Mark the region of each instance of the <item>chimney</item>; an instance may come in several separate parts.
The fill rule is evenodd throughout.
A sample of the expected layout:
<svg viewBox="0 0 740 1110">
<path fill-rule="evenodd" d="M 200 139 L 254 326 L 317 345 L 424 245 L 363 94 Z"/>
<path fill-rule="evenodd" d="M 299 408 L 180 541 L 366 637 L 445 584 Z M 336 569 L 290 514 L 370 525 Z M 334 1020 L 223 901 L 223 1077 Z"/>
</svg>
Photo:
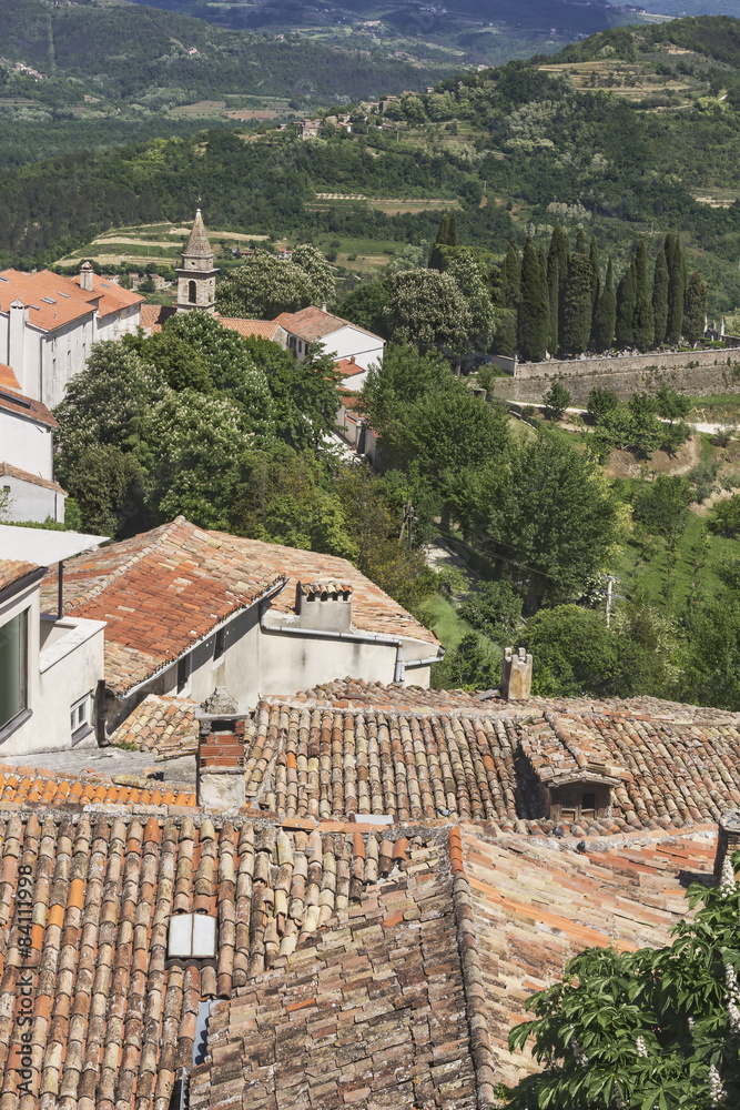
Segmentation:
<svg viewBox="0 0 740 1110">
<path fill-rule="evenodd" d="M 722 864 L 728 854 L 740 849 L 740 809 L 726 809 L 720 816 L 717 829 L 717 851 L 714 854 L 714 882 L 722 877 Z"/>
<path fill-rule="evenodd" d="M 524 647 L 504 650 L 501 666 L 501 697 L 507 702 L 526 702 L 531 690 L 531 655 Z"/>
<path fill-rule="evenodd" d="M 349 632 L 352 586 L 346 582 L 300 582 L 295 587 L 298 627 L 315 632 Z"/>
<path fill-rule="evenodd" d="M 30 384 L 26 381 L 26 325 L 28 324 L 28 307 L 16 297 L 10 304 L 8 320 L 8 365 L 14 372 L 23 393 L 31 395 Z M 41 401 L 41 397 L 36 400 Z"/>
<path fill-rule="evenodd" d="M 83 262 L 80 266 L 80 289 L 83 289 L 85 293 L 92 293 L 92 266 L 89 262 Z"/>
<path fill-rule="evenodd" d="M 223 686 L 195 710 L 197 804 L 204 809 L 244 805 L 244 728 L 246 710 Z"/>
</svg>

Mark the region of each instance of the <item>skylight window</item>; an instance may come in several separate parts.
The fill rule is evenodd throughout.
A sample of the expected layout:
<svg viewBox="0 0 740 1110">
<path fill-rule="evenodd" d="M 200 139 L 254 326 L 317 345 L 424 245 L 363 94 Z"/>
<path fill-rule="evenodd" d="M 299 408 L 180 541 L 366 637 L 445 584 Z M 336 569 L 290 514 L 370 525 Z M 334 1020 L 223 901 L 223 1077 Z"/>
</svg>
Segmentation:
<svg viewBox="0 0 740 1110">
<path fill-rule="evenodd" d="M 170 921 L 170 959 L 207 960 L 216 955 L 216 919 L 209 914 L 178 914 Z"/>
</svg>

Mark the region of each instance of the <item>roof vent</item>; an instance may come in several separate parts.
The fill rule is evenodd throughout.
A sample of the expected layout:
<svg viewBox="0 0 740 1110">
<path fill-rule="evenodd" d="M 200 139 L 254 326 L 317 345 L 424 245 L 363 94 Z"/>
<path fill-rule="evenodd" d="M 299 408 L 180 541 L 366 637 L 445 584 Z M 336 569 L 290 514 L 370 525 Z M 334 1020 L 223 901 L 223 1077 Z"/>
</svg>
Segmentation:
<svg viewBox="0 0 740 1110">
<path fill-rule="evenodd" d="M 178 914 L 170 921 L 168 956 L 175 960 L 209 960 L 216 955 L 216 919 L 209 914 Z"/>
</svg>

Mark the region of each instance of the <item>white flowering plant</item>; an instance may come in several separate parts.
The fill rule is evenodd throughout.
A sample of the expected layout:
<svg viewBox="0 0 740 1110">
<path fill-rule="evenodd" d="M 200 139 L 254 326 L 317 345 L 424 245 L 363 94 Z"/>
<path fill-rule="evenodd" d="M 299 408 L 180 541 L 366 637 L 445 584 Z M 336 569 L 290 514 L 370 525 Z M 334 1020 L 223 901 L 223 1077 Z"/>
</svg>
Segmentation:
<svg viewBox="0 0 740 1110">
<path fill-rule="evenodd" d="M 740 1106 L 740 852 L 665 948 L 588 948 L 527 1002 L 509 1048 L 545 1064 L 506 1089 L 509 1110 L 713 1110 Z"/>
</svg>

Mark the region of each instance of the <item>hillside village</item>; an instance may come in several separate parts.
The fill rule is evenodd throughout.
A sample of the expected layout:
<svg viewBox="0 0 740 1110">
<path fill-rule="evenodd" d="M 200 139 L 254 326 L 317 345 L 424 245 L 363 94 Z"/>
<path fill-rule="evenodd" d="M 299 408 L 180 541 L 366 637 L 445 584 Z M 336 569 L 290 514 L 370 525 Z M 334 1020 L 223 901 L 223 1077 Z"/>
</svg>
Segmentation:
<svg viewBox="0 0 740 1110">
<path fill-rule="evenodd" d="M 736 1104 L 740 337 L 536 238 L 0 272 L 0 1110 Z"/>
</svg>

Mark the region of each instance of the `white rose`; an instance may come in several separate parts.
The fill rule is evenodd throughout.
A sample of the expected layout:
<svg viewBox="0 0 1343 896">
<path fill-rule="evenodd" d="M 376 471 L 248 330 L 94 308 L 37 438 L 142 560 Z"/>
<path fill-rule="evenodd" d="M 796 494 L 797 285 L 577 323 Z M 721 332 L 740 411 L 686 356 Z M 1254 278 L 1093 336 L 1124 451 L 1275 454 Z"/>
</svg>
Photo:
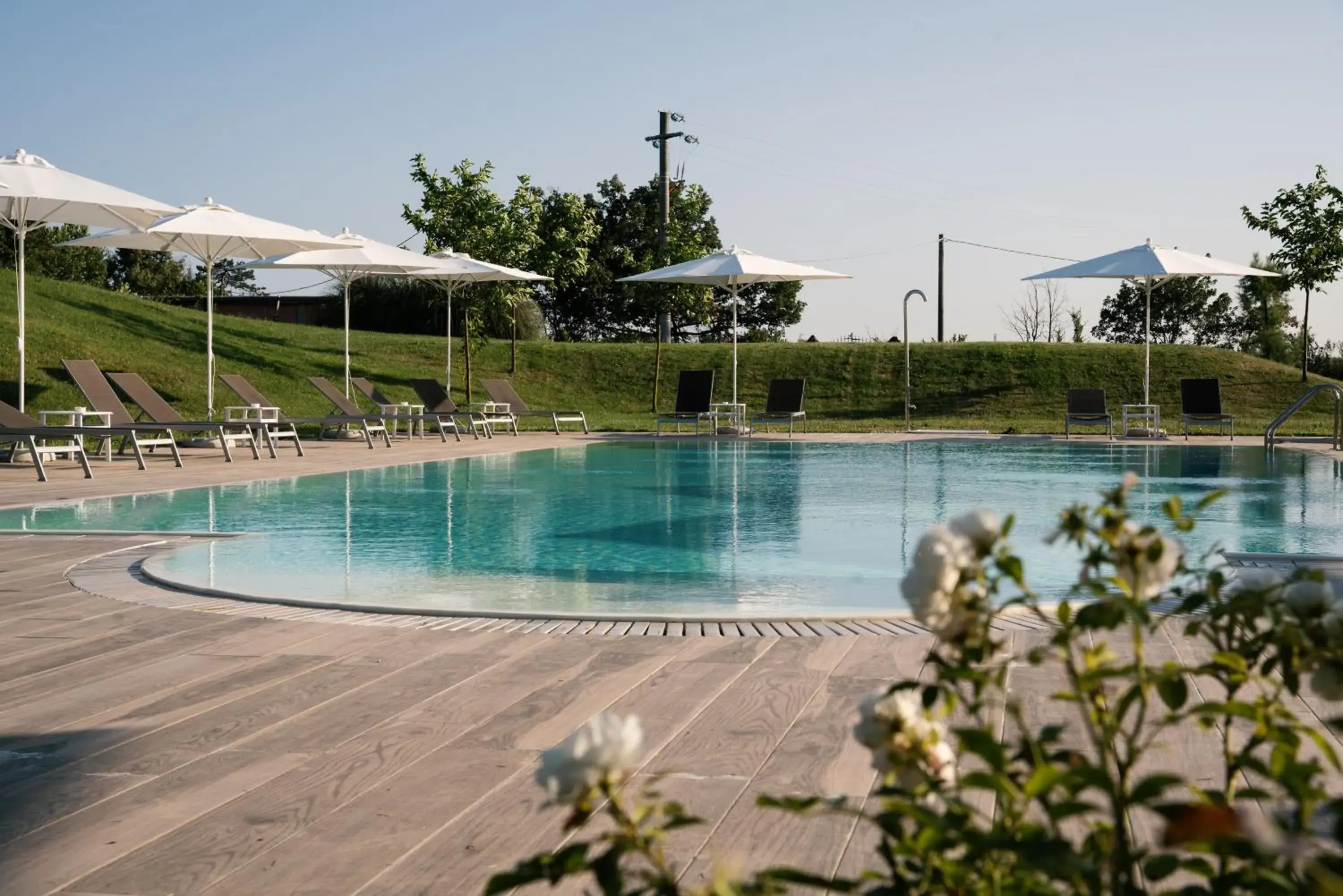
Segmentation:
<svg viewBox="0 0 1343 896">
<path fill-rule="evenodd" d="M 1320 617 L 1320 626 L 1323 626 L 1324 634 L 1330 641 L 1335 643 L 1343 641 L 1343 607 L 1338 603 L 1331 606 L 1328 611 Z"/>
<path fill-rule="evenodd" d="M 1269 592 L 1283 587 L 1287 576 L 1273 567 L 1240 567 L 1230 582 L 1233 594 L 1242 591 Z"/>
<path fill-rule="evenodd" d="M 1311 676 L 1311 690 L 1324 700 L 1343 700 L 1343 669 L 1320 666 Z"/>
<path fill-rule="evenodd" d="M 962 513 L 951 521 L 950 528 L 956 535 L 968 539 L 980 551 L 988 551 L 1003 531 L 998 514 L 986 508 Z"/>
<path fill-rule="evenodd" d="M 872 751 L 872 767 L 896 772 L 904 787 L 928 776 L 956 780 L 956 754 L 947 728 L 924 709 L 917 690 L 870 695 L 858 705 L 854 739 Z"/>
<path fill-rule="evenodd" d="M 618 782 L 643 758 L 638 716 L 603 712 L 541 754 L 536 783 L 557 803 L 579 803 L 602 782 Z"/>
<path fill-rule="evenodd" d="M 932 525 L 919 539 L 900 592 L 915 618 L 939 638 L 954 638 L 964 629 L 963 598 L 956 590 L 960 574 L 974 563 L 970 540 L 945 525 Z"/>
<path fill-rule="evenodd" d="M 1159 532 L 1140 535 L 1138 527 L 1128 521 L 1123 529 L 1124 537 L 1117 548 L 1123 557 L 1115 570 L 1119 578 L 1128 584 L 1133 596 L 1140 600 L 1151 600 L 1170 584 L 1179 568 L 1183 548 L 1175 539 L 1167 539 Z M 1160 555 L 1154 560 L 1148 552 L 1155 544 L 1160 544 Z"/>
<path fill-rule="evenodd" d="M 1334 588 L 1328 580 L 1315 582 L 1304 579 L 1292 582 L 1283 590 L 1283 599 L 1292 611 L 1305 619 L 1322 615 L 1334 603 Z"/>
</svg>

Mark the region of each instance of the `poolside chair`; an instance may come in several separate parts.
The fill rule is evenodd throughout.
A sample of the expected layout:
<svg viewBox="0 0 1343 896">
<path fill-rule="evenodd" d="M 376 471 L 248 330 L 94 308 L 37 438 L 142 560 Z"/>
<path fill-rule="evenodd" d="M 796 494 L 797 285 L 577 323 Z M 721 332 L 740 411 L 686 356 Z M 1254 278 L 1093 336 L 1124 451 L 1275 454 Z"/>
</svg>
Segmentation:
<svg viewBox="0 0 1343 896">
<path fill-rule="evenodd" d="M 676 383 L 676 410 L 658 414 L 654 435 L 662 435 L 663 423 L 676 423 L 681 431 L 682 423 L 694 422 L 694 434 L 700 435 L 700 422 L 709 416 L 713 403 L 713 371 L 681 371 Z"/>
<path fill-rule="evenodd" d="M 411 388 L 415 390 L 415 395 L 424 404 L 426 415 L 447 419 L 454 427 L 458 420 L 466 420 L 466 424 L 471 427 L 471 435 L 475 438 L 481 438 L 481 433 L 485 433 L 485 438 L 488 439 L 494 438 L 494 431 L 490 429 L 490 422 L 485 415 L 477 411 L 458 410 L 451 396 L 449 396 L 447 390 L 438 380 L 411 380 Z"/>
<path fill-rule="evenodd" d="M 224 461 L 232 462 L 234 454 L 230 451 L 230 445 L 234 443 L 246 445 L 252 450 L 252 459 L 261 459 L 261 451 L 257 450 L 257 437 L 247 424 L 222 423 L 219 420 L 188 420 L 177 412 L 177 408 L 164 400 L 164 396 L 156 392 L 154 387 L 146 383 L 140 373 L 107 373 L 107 379 L 115 383 L 117 388 L 134 402 L 136 407 L 140 408 L 141 416 L 148 416 L 154 423 L 172 424 L 173 431 L 177 433 L 208 433 L 211 438 L 218 438 L 224 449 Z M 270 455 L 275 457 L 274 446 L 270 446 Z"/>
<path fill-rule="evenodd" d="M 1115 438 L 1115 415 L 1105 410 L 1105 390 L 1068 390 L 1068 410 L 1064 411 L 1064 438 L 1074 426 L 1104 426 L 1105 435 Z"/>
<path fill-rule="evenodd" d="M 304 443 L 298 439 L 298 429 L 295 423 L 312 423 L 314 420 L 321 420 L 325 418 L 287 418 L 279 412 L 278 404 L 271 404 L 271 402 L 257 391 L 257 388 L 247 382 L 246 377 L 238 373 L 220 373 L 219 382 L 227 386 L 234 395 L 240 398 L 244 403 L 259 407 L 259 408 L 273 408 L 275 412 L 275 419 L 267 420 L 248 420 L 248 426 L 254 430 L 259 430 L 266 438 L 266 445 L 270 446 L 271 453 L 275 451 L 275 443 L 283 442 L 285 439 L 293 439 L 294 447 L 298 449 L 298 457 L 304 457 Z"/>
<path fill-rule="evenodd" d="M 85 454 L 81 438 L 83 435 L 106 438 L 107 429 L 102 426 L 43 426 L 12 404 L 0 402 L 0 445 L 9 446 L 9 462 L 13 462 L 20 446 L 27 449 L 32 465 L 38 467 L 39 482 L 47 481 L 47 470 L 42 466 L 43 457 L 68 457 L 79 461 L 79 466 L 85 470 L 85 478 L 93 478 L 93 469 L 89 466 L 89 455 Z M 140 461 L 140 469 L 145 469 L 138 447 L 136 458 Z"/>
<path fill-rule="evenodd" d="M 387 433 L 387 420 L 383 419 L 381 414 L 373 416 L 365 415 L 359 404 L 345 398 L 325 376 L 309 376 L 308 382 L 332 403 L 332 410 L 340 411 L 329 416 L 321 429 L 322 435 L 342 426 L 355 426 L 364 434 L 364 441 L 368 442 L 369 449 L 373 447 L 375 433 L 381 433 L 387 447 L 392 447 L 392 437 Z"/>
<path fill-rule="evenodd" d="M 352 376 L 352 377 L 349 377 L 349 382 L 353 383 L 355 388 L 357 388 L 360 392 L 363 392 L 364 396 L 368 398 L 369 402 L 372 402 L 373 404 L 377 406 L 377 412 L 379 414 L 385 414 L 387 416 L 395 416 L 398 420 L 407 420 L 407 426 L 410 426 L 411 429 L 414 429 L 414 426 L 415 426 L 416 422 L 419 422 L 422 424 L 426 423 L 426 422 L 434 423 L 434 426 L 438 427 L 439 437 L 445 442 L 447 441 L 447 427 L 451 427 L 453 429 L 453 435 L 457 438 L 457 441 L 458 442 L 462 441 L 462 431 L 457 427 L 457 420 L 454 420 L 451 416 L 442 416 L 439 414 L 428 414 L 427 412 L 428 411 L 427 406 L 424 408 L 426 410 L 424 414 L 402 414 L 400 411 L 406 406 L 400 404 L 398 402 L 393 402 L 392 399 L 389 399 L 385 395 L 383 395 L 383 392 L 376 386 L 373 386 L 372 383 L 369 383 L 365 377 L 363 377 L 363 376 Z M 447 423 L 445 424 L 443 420 L 447 420 Z"/>
<path fill-rule="evenodd" d="M 764 431 L 770 431 L 771 423 L 787 423 L 788 438 L 792 438 L 792 424 L 802 422 L 802 431 L 807 431 L 807 412 L 802 410 L 802 395 L 807 388 L 807 380 L 770 380 L 770 394 L 764 399 L 764 411 L 751 416 L 751 435 L 755 435 L 755 424 L 764 423 Z"/>
<path fill-rule="evenodd" d="M 1236 441 L 1236 418 L 1222 412 L 1222 386 L 1215 376 L 1180 380 L 1179 403 L 1186 442 L 1191 426 L 1215 426 L 1219 433 L 1229 431 L 1230 441 Z"/>
<path fill-rule="evenodd" d="M 485 392 L 497 404 L 508 404 L 509 411 L 513 416 L 548 416 L 551 418 L 551 426 L 555 427 L 556 434 L 560 431 L 560 423 L 582 423 L 583 434 L 587 435 L 587 416 L 583 411 L 544 411 L 533 410 L 526 406 L 518 394 L 513 390 L 513 386 L 508 380 L 481 380 L 481 386 L 485 387 Z"/>
<path fill-rule="evenodd" d="M 156 447 L 164 445 L 172 451 L 173 463 L 181 466 L 181 451 L 177 450 L 177 439 L 171 426 L 163 423 L 137 423 L 130 416 L 126 406 L 117 398 L 111 383 L 107 382 L 107 377 L 102 375 L 95 363 L 67 360 L 62 360 L 60 363 L 64 365 L 66 372 L 70 373 L 70 379 L 83 392 L 85 399 L 93 406 L 93 410 L 110 414 L 111 424 L 121 430 L 121 445 L 117 447 L 117 454 L 124 454 L 126 445 L 130 442 L 136 443 L 137 453 L 149 449 L 150 454 Z M 224 450 L 227 453 L 227 449 Z M 144 469 L 142 465 L 144 459 L 141 458 L 141 469 Z"/>
</svg>

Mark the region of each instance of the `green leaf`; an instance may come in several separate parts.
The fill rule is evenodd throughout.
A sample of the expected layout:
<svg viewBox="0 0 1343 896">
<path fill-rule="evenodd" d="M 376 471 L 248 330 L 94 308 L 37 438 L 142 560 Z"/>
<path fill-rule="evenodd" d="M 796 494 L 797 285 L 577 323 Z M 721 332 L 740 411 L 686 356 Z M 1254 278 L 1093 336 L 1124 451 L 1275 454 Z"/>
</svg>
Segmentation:
<svg viewBox="0 0 1343 896">
<path fill-rule="evenodd" d="M 624 850 L 611 846 L 592 860 L 592 877 L 602 888 L 603 896 L 622 896 L 624 892 L 624 873 L 620 870 L 620 857 Z"/>
<path fill-rule="evenodd" d="M 1189 684 L 1185 681 L 1185 676 L 1162 678 L 1156 682 L 1156 693 L 1167 707 L 1179 709 L 1189 700 Z"/>
<path fill-rule="evenodd" d="M 1148 858 L 1143 865 L 1143 873 L 1147 875 L 1147 880 L 1163 880 L 1174 875 L 1176 868 L 1179 868 L 1179 857 L 1164 853 Z"/>
<path fill-rule="evenodd" d="M 1007 754 L 1002 744 L 983 728 L 956 728 L 955 733 L 960 737 L 963 748 L 982 758 L 995 771 L 1007 767 Z"/>
<path fill-rule="evenodd" d="M 1030 778 L 1022 786 L 1022 793 L 1031 798 L 1049 793 L 1065 774 L 1068 772 L 1057 766 L 1039 766 L 1035 771 L 1030 772 Z"/>
</svg>

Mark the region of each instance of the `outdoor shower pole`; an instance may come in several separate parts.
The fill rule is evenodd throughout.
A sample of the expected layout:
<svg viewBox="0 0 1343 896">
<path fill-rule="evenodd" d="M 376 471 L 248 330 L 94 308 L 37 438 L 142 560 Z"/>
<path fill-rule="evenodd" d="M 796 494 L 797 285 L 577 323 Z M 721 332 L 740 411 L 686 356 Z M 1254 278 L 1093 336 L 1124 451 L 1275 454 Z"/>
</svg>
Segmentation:
<svg viewBox="0 0 1343 896">
<path fill-rule="evenodd" d="M 912 289 L 905 293 L 905 433 L 909 433 L 909 297 L 917 296 L 928 301 L 921 289 Z"/>
<path fill-rule="evenodd" d="M 1152 278 L 1147 278 L 1147 317 L 1143 321 L 1143 404 L 1150 404 L 1152 384 Z M 1151 408 L 1143 408 L 1150 411 Z"/>
<path fill-rule="evenodd" d="M 941 271 L 943 271 L 943 250 L 947 246 L 947 235 L 937 234 L 937 341 L 941 341 Z"/>
</svg>

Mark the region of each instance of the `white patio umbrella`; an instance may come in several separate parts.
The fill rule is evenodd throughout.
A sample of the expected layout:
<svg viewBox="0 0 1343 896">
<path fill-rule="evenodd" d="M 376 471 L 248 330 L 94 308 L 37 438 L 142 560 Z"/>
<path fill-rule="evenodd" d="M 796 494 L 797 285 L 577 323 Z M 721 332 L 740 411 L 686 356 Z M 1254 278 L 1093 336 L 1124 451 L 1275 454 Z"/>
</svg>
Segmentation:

#### What you should do:
Count the lines above that contain the string "item", treating uppercase and lowercase as distinct, and reply with the number alone.

#### Task output:
5